Directions for this task: Without including any images, reproduce each entry exactly.

-- BEGIN Records shown --

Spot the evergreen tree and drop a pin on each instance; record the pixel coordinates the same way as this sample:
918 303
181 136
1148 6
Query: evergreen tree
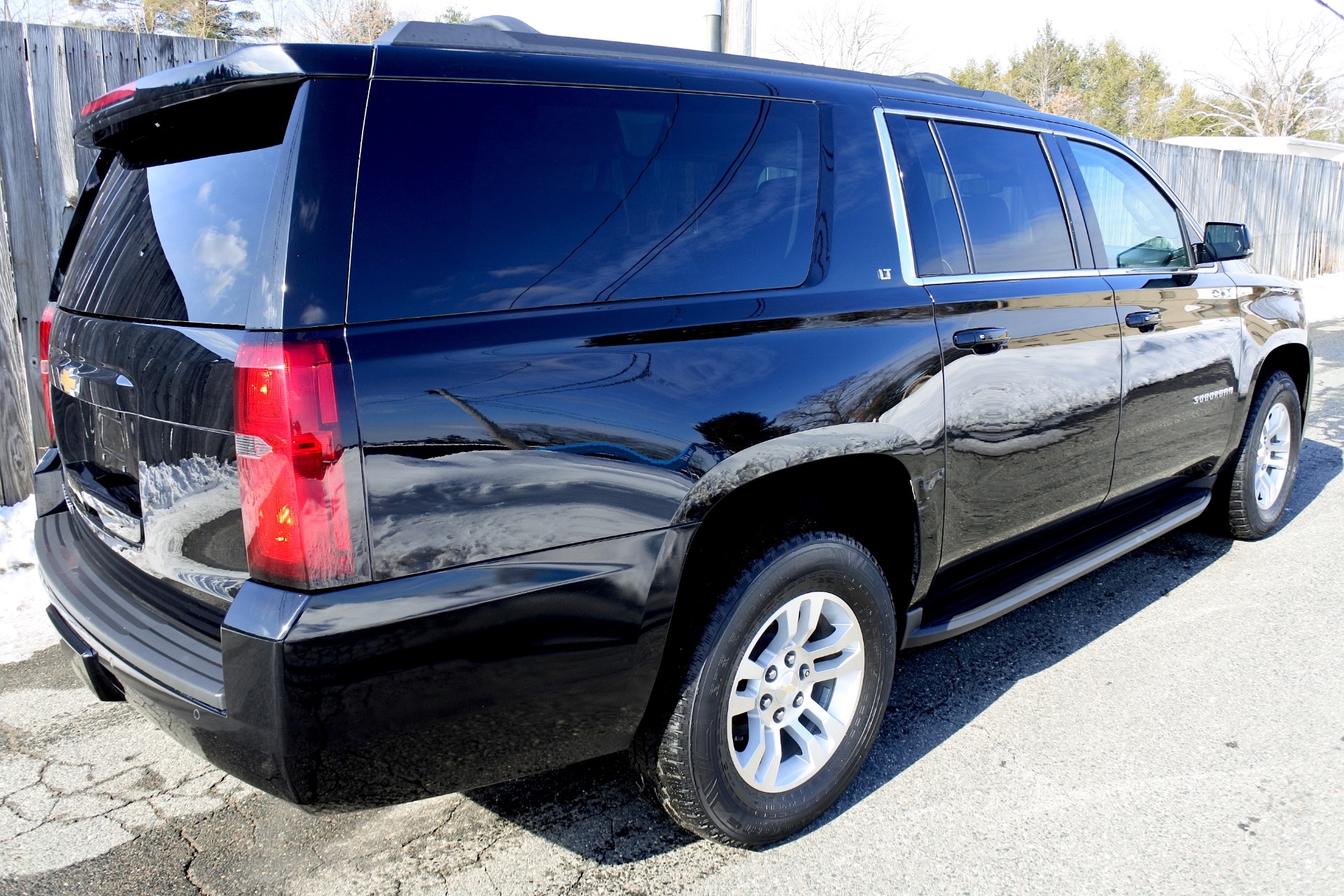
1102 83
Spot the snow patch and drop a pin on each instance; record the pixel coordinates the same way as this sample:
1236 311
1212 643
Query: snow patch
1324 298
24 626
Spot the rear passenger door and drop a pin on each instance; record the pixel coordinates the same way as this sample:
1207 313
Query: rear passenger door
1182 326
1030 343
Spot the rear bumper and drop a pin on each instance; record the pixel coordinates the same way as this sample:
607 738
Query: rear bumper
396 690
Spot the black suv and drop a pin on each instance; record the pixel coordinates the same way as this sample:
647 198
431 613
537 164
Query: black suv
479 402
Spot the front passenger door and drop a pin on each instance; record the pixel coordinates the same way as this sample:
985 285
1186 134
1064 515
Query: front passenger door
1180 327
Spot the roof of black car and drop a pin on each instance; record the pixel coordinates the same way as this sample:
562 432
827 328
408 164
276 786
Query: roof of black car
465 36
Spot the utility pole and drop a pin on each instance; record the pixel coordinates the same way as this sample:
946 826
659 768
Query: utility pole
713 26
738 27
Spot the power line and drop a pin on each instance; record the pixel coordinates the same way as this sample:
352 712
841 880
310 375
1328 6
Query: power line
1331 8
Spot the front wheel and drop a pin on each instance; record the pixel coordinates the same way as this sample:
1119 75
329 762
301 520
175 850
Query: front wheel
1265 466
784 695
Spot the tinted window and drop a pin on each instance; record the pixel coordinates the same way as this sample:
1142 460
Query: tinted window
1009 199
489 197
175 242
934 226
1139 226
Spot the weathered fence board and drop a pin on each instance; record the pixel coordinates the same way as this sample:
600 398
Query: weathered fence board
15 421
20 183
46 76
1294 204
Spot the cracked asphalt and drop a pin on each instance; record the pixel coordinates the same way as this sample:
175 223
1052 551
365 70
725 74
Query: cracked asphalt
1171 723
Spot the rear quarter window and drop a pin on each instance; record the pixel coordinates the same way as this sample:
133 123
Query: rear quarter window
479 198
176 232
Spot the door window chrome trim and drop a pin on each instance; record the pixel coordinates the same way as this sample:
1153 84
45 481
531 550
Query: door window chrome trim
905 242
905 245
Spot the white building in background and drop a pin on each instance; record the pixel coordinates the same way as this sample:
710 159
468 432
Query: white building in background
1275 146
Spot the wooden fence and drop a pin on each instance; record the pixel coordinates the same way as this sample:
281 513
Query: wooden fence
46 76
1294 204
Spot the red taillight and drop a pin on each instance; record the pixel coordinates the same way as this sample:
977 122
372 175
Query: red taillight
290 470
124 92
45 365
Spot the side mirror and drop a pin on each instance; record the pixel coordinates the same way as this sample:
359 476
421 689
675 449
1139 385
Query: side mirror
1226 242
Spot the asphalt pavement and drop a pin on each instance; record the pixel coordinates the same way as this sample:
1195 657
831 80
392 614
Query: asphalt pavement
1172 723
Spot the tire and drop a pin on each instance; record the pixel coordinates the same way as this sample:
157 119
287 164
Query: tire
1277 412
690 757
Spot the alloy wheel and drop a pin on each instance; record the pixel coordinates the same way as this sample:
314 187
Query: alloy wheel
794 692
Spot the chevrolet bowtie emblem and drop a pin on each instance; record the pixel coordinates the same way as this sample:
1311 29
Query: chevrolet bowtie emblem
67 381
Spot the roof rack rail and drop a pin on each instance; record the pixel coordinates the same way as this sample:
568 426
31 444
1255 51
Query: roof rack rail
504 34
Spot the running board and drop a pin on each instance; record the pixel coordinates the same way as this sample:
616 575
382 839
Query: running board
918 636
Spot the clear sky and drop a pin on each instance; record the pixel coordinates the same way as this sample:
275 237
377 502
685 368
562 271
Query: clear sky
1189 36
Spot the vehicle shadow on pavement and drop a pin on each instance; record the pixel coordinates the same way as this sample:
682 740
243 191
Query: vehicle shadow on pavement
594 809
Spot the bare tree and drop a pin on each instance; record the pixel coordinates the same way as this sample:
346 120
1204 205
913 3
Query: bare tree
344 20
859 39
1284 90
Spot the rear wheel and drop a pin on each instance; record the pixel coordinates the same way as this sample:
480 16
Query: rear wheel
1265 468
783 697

-- END Records shown --

Answer to this exercise:
Spot the evergreen tree and drop a pin on each instance; record the pixel coordinates the same way as this sample:
918 303
181 136
1148 6
Query: evergreen tree
1102 83
Spot the snow patch and drop a pin on each instance; record the pixel coordinates the same way as this sample:
1236 311
1212 643
Query: snow patch
1324 298
24 626
Spot the rear passenger door and drop a pin on each instance; record the pixel coordinates the same way as this sample:
1207 313
Query: rear passenger door
1182 326
1030 343
Spot the rear bumper and drop a pin on each instance; record the pixel coordinates the same way as this sample:
607 738
Query: rear bumper
396 690
Spot the black suv and drop a pin on each instance; record the pixel coordinates the same way as this sample:
647 198
431 613
537 164
Query: black suv
479 402
Spot the front passenger door and drop a pin on each instance; record the pixel coordinates the same way as this sample:
985 285
1186 134
1064 515
Query: front passenger door
1180 327
Spot the roof of black car and drop a pin on each instance; record the pixel coordinates the same way as this sample:
562 432
827 328
408 164
276 786
Query: roof of black car
465 36
Spot the utility pole and drop a pin on each instance; record the pixel coordinates the same way as this sample:
946 826
659 768
Query: utility pole
713 26
738 27
Spot the power line and drop a pin on each instance; record the pixel coordinates the same way as this sample:
352 712
841 880
310 375
1328 6
Query: power line
1331 8
Spot the front wheel and drop a pin on each instance; record the pixel coordinates the same way as this sample:
1119 75
329 762
301 520
175 850
Query: front wheel
1265 466
784 695
Spot the tinted window and drop a pin on each instance; record the pixel coordinates the same way as this sample:
1142 460
Query: tinted window
1009 199
489 197
175 242
934 226
1139 226
Spot the weathered fence board and drop a pin on each instance; record the pixel coordinates the same way as this sample:
600 398
Query: weathered fence board
15 421
20 183
46 76
1294 204
Spot the cracked asphalt and drop a pin on each instance; record the pixel coordinates the same way as this sample:
175 223
1052 551
365 70
725 74
Query: cracked asphalt
1171 723
Spot the rear quarter window and drop a pin on each instance; record the pixel coordinates the same way as this sample:
133 123
Query: rear quarter window
479 198
176 232
Spot the door window chrome trim and drop a pin on each instance; record the pixel coordinates the same way as this sample:
1153 84
45 481
531 550
Query: door window chrome trim
905 242
905 245
Spot the white building in background and drop a pin on each instance; record the pixel coordinates the same way as this sample:
710 159
468 432
Query: white building in background
1275 146
Spot the wooden fence and drop a pin on each instance; record the pixel coordinates the same way as this sample:
281 513
Query: wooden fence
46 76
1294 204
Spot the red taillight and drop a pin on each instance; record the pixel coordinates the same way as this sample:
977 122
372 175
Query: red taillight
290 470
124 92
45 365
Spot the side mirror and drop a pin on each instance; record the pixel coordinates the same way as this sample:
359 476
421 689
675 449
1139 385
Query: side mirror
1226 242
Spot the asphalt pavement and drop a pin on each instance; record the pixel coordinates the same way as this sample:
1195 657
831 80
392 614
Query: asphalt pavement
1172 723
Spot the tire and drop a pin on each instance; record the pixel coordinates the same way as this sample:
157 119
287 164
Query: tire
1277 412
690 757
Spot the alloy wheel and drop a pin on each instance; record the pixel coordinates the same way as this sample:
314 187
Query: alloy wheel
794 692
Spot the chevrolet bowtie emblem and drop a pin on each instance; record the pixel coordinates the same way as this sample:
1311 29
Query: chevrolet bowtie emblem
67 381
Spot the roof rack rail and drop a pin on each instance; record the pixel coordinates the same way as this sample:
568 426
31 444
1255 51
Query: roof rack rail
504 34
Spot the running board and drop a pin on each instance; record the pixel coordinates the same way as this sample:
616 575
382 839
Query: running board
918 636
Spot the clear sky and drop a pin on each instance; record the pixel coordinates the same way as this sample:
275 237
377 502
685 368
562 271
Query: clear sky
1189 36
Spot the vehicle shadow on pavement and drop a pin on each instance; record the pixel coordinates the same way as this sample:
682 740
243 191
Query: vehicle shadow on pavement
594 809
Spot the bare tree and drop a pin on each instance; record the pixel coordinates the same way as this sample:
346 120
1204 205
913 3
Query: bare tree
344 20
859 39
1284 90
Spot the rear wheel and drop a pin on each instance; record the pixel coordinates the same way as this sample:
480 16
Query: rear wheel
1265 468
783 697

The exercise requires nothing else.